Task to complete: Though the entries contain pictures, the copy you make should hold only the rest, exactly as written.

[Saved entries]
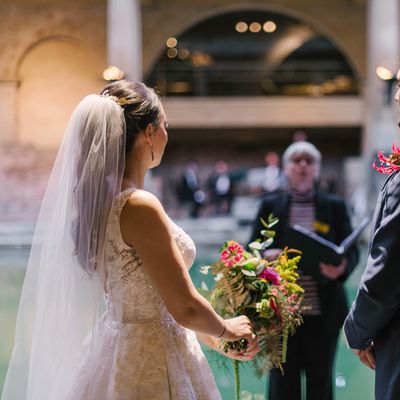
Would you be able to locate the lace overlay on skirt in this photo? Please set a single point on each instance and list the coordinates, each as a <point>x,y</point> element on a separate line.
<point>141,352</point>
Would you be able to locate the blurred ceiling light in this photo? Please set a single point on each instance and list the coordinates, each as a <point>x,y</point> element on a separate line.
<point>171,42</point>
<point>255,27</point>
<point>201,59</point>
<point>329,86</point>
<point>269,26</point>
<point>183,54</point>
<point>113,73</point>
<point>316,91</point>
<point>241,27</point>
<point>343,82</point>
<point>172,53</point>
<point>384,73</point>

Response to the exercise:
Would you be able to locate the lace overlay on skirt in this photo? Please set a single point on each instance and list the coordinates, each as a <point>x,y</point> element on a separate line.
<point>141,352</point>
Would you be able to locate the blurred ceiling light in this photo? Please set a single point on each instance and list the coordinates, each as a <point>x,y</point> element on a separate line.
<point>171,42</point>
<point>255,27</point>
<point>201,59</point>
<point>329,86</point>
<point>269,26</point>
<point>183,54</point>
<point>113,73</point>
<point>316,91</point>
<point>241,27</point>
<point>343,82</point>
<point>172,53</point>
<point>384,73</point>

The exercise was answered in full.